[DESCRIPTION OF THE TASK] Leave out the pictures and repeat the data exactly.

[EXERCISE INPUT]
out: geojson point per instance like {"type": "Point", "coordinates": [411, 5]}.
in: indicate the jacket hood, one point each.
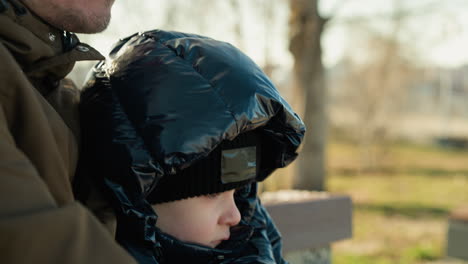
{"type": "Point", "coordinates": [41, 49]}
{"type": "Point", "coordinates": [178, 96]}
{"type": "Point", "coordinates": [164, 100]}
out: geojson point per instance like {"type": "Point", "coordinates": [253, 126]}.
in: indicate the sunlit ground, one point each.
{"type": "Point", "coordinates": [400, 213]}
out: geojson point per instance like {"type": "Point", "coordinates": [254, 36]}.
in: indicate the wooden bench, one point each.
{"type": "Point", "coordinates": [457, 235]}
{"type": "Point", "coordinates": [309, 222]}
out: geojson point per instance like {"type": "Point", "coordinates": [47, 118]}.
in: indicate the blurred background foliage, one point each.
{"type": "Point", "coordinates": [382, 86]}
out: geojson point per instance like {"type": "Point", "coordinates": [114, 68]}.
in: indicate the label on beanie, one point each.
{"type": "Point", "coordinates": [238, 164]}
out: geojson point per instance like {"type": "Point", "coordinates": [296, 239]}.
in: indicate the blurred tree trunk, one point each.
{"type": "Point", "coordinates": [306, 27]}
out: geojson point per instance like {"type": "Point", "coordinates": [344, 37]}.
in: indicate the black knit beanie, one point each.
{"type": "Point", "coordinates": [230, 165]}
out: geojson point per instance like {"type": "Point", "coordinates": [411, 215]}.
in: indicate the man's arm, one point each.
{"type": "Point", "coordinates": [33, 229]}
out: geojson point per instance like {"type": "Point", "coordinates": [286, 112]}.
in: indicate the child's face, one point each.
{"type": "Point", "coordinates": [203, 220]}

[FINAL ANSWER]
out: geojson point per instance like {"type": "Point", "coordinates": [411, 5]}.
in: indicate the jacket hood, one point each.
{"type": "Point", "coordinates": [41, 49]}
{"type": "Point", "coordinates": [178, 96]}
{"type": "Point", "coordinates": [164, 100]}
out: geojson point per instance like {"type": "Point", "coordinates": [253, 126]}.
in: indicate the sunlit ground, one point each.
{"type": "Point", "coordinates": [400, 213]}
out: geojson point per instance like {"type": "Point", "coordinates": [254, 36]}.
in: indicate the wooden bench, one point each.
{"type": "Point", "coordinates": [457, 235]}
{"type": "Point", "coordinates": [309, 222]}
out: geojson point per instance like {"type": "Point", "coordinates": [47, 118]}.
in: indicate the blurred background foliage, one point each.
{"type": "Point", "coordinates": [382, 86]}
out: geojson point per instance like {"type": "Point", "coordinates": [114, 68]}.
in: indicate the label on beanie, one point each.
{"type": "Point", "coordinates": [238, 164]}
out: geojson point per instance like {"type": "Point", "coordinates": [296, 239]}.
in: indicate the blurred tree trunk, one point each.
{"type": "Point", "coordinates": [306, 27]}
out: geojson point per instance like {"type": "Point", "coordinates": [344, 37]}.
in: indicate the black knit beanie, one point each.
{"type": "Point", "coordinates": [230, 165]}
out: geojson point per instance like {"type": "Point", "coordinates": [411, 215]}.
in: indicate the man's arm, one point each.
{"type": "Point", "coordinates": [33, 229]}
out: geojson point per instance like {"type": "Point", "coordinates": [286, 112]}.
in: indicate the child's face, one point each.
{"type": "Point", "coordinates": [203, 220]}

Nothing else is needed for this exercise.